> Work to be completed
If you see a picture in the data below, omit it and copy the rest exactly.

Stored data entries
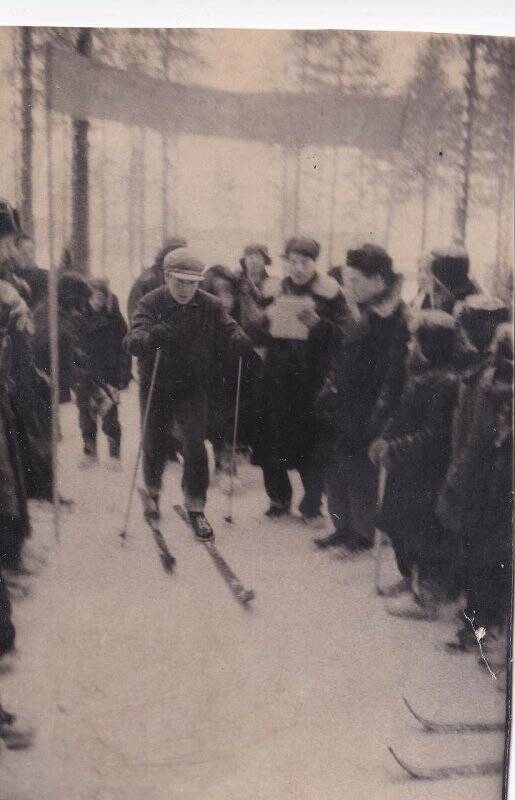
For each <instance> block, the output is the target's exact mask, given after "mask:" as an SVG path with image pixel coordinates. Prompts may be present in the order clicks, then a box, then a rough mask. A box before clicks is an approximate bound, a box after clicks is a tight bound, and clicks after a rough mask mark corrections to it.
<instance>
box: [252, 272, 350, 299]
mask: <svg viewBox="0 0 515 800" xmlns="http://www.w3.org/2000/svg"><path fill="white" fill-rule="evenodd" d="M291 287H296V284H294V283H293V281H292V280H291V278H289V277H287V278H283V279H282V280H281V279H280V278H274V277H270V278H267V279H266V281H265V282H264V284H263V286H262V290H261V291H262V294H263V297H264V298H265V299H268V300H274V299H275V298H276V297H278V296H279V295H280V294H290V289H291ZM296 288H298V292H297V291H296V292H295V294H301V295H302V294H312V295H315V296H316V297H320V298H322V300H334V299H335V297H337V296H338V294H340V292H341V289H340V285H339V283H338V281H336V280H335V279H334V278H331V276H330V275H322V274H321V273H319V272H315V274H314V276H313V278H312V279H311V280H310V281H308V283H306V284H305V285H304V286H299V287H296Z"/></svg>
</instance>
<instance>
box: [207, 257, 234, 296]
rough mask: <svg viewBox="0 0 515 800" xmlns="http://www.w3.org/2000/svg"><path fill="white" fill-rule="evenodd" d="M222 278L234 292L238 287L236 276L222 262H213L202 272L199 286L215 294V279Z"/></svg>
mask: <svg viewBox="0 0 515 800" xmlns="http://www.w3.org/2000/svg"><path fill="white" fill-rule="evenodd" d="M217 279H218V280H222V281H225V282H226V283H228V284H229V285H230V287H231V291H232V292H233V294H236V292H237V289H238V278H237V277H236V275H235V274H234V272H231V270H230V269H229V268H228V267H224V265H223V264H214V265H213V266H212V267H209V269H207V270H206V271H205V272H204V275H203V277H202V283H201V285H200V288H201V289H203V290H204V291H205V292H209V294H215V281H216V280H217Z"/></svg>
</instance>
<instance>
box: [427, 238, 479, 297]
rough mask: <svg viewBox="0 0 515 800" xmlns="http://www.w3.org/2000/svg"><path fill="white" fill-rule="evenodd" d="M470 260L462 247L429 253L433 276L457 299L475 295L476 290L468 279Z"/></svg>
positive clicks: (473, 284)
mask: <svg viewBox="0 0 515 800" xmlns="http://www.w3.org/2000/svg"><path fill="white" fill-rule="evenodd" d="M469 268H470V260H469V256H468V253H467V251H466V250H464V249H463V247H447V248H445V249H441V250H440V249H438V250H433V251H432V252H431V272H432V274H433V276H434V277H435V278H436V279H437V280H438V281H439V282H440V283H441V284H442V285H443V286H444V287H445V288H446V289H447V291H448V292H450V293H451V294H452V295H454V296H455V297H458V298H462V297H466V296H467V295H469V294H476V293H477V288H476V286H475V284H474V283H473V282H472V281H471V280H470V278H469V277H468V272H469Z"/></svg>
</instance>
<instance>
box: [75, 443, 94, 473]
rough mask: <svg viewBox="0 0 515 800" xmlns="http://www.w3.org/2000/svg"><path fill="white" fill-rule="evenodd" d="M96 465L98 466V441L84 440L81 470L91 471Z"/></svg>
mask: <svg viewBox="0 0 515 800" xmlns="http://www.w3.org/2000/svg"><path fill="white" fill-rule="evenodd" d="M95 464H98V454H97V440H96V439H84V449H83V456H82V460H81V462H80V464H79V467H80V468H81V469H91V467H94V466H95Z"/></svg>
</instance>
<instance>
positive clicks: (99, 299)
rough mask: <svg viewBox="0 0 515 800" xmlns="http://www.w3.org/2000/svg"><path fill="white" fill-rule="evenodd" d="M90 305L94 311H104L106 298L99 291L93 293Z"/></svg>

> Your response
For each <instance> block, the output is the target's exact mask, given after "mask:" as an SVG path with image pixel coordinates. Prompts may be present in the order clicks, then a box, then a rough mask. A box before clicks is an approximate bound, a box after clicks is a tight bound, and clicks after a rough mask mark corrections to it.
<instance>
box: [252, 272, 350, 299]
mask: <svg viewBox="0 0 515 800" xmlns="http://www.w3.org/2000/svg"><path fill="white" fill-rule="evenodd" d="M291 287H296V284H294V283H293V281H292V280H291V278H289V277H287V278H283V279H282V280H281V279H280V278H274V277H270V278H267V279H266V281H265V282H264V284H263V286H262V290H261V291H262V294H263V297H264V298H265V299H268V300H274V299H275V298H276V297H278V296H279V295H280V294H290V289H291ZM296 288H298V292H297V291H296V292H295V294H301V295H302V294H312V295H315V296H316V297H320V298H322V300H334V299H335V297H337V296H338V294H340V292H341V289H340V285H339V283H338V281H336V280H335V279H334V278H331V276H330V275H322V274H321V273H319V272H315V274H314V276H313V278H312V279H311V280H310V281H308V283H306V284H305V285H304V286H299V287H296Z"/></svg>
</instance>
<instance>
box: [207, 257, 234, 296]
rough mask: <svg viewBox="0 0 515 800" xmlns="http://www.w3.org/2000/svg"><path fill="white" fill-rule="evenodd" d="M222 278L234 292L238 287L236 276L222 262H213L202 272L199 286L215 294V279Z"/></svg>
mask: <svg viewBox="0 0 515 800" xmlns="http://www.w3.org/2000/svg"><path fill="white" fill-rule="evenodd" d="M217 279H218V280H222V281H225V282H226V283H228V284H229V285H230V287H231V291H232V292H233V294H236V292H237V289H238V278H237V277H236V275H235V274H234V272H231V270H230V269H229V268H228V267H224V265H223V264H214V265H213V266H212V267H209V269H207V270H206V271H205V272H204V275H203V277H202V283H201V285H200V288H201V289H203V290H204V291H205V292H209V294H215V281H216V280H217Z"/></svg>
</instance>
<instance>
box: [427, 238, 479, 297]
rough mask: <svg viewBox="0 0 515 800" xmlns="http://www.w3.org/2000/svg"><path fill="white" fill-rule="evenodd" d="M470 260L462 247L429 253L433 276L457 299L475 295L476 290L468 279Z"/></svg>
positive clicks: (473, 284)
mask: <svg viewBox="0 0 515 800" xmlns="http://www.w3.org/2000/svg"><path fill="white" fill-rule="evenodd" d="M469 268H470V260H469V256H468V253H467V251H466V250H464V249H463V247H447V248H445V249H441V250H440V249H438V250H433V251H432V252H431V272H432V274H433V276H434V277H435V278H436V279H437V280H438V281H439V282H440V283H441V284H442V285H443V286H444V287H445V288H446V289H447V291H448V292H450V293H451V294H452V295H454V296H455V297H458V298H462V297H466V296H467V295H469V294H476V293H477V288H476V286H475V284H474V283H473V282H472V281H471V280H470V278H469V277H468V272H469Z"/></svg>
</instance>
<instance>
box: [75, 443, 94, 473]
rough mask: <svg viewBox="0 0 515 800" xmlns="http://www.w3.org/2000/svg"><path fill="white" fill-rule="evenodd" d="M96 465L98 466V441L84 440L81 470L91 471Z"/></svg>
mask: <svg viewBox="0 0 515 800" xmlns="http://www.w3.org/2000/svg"><path fill="white" fill-rule="evenodd" d="M95 464H98V454H97V440H96V439H84V449H83V456H82V460H81V462H80V464H79V467H80V468H81V469H91V467H94V466H95Z"/></svg>
</instance>
<instance>
positive clicks: (99, 299)
rough mask: <svg viewBox="0 0 515 800" xmlns="http://www.w3.org/2000/svg"><path fill="white" fill-rule="evenodd" d="M90 305L94 311H104L106 298L99 291L93 293Z"/></svg>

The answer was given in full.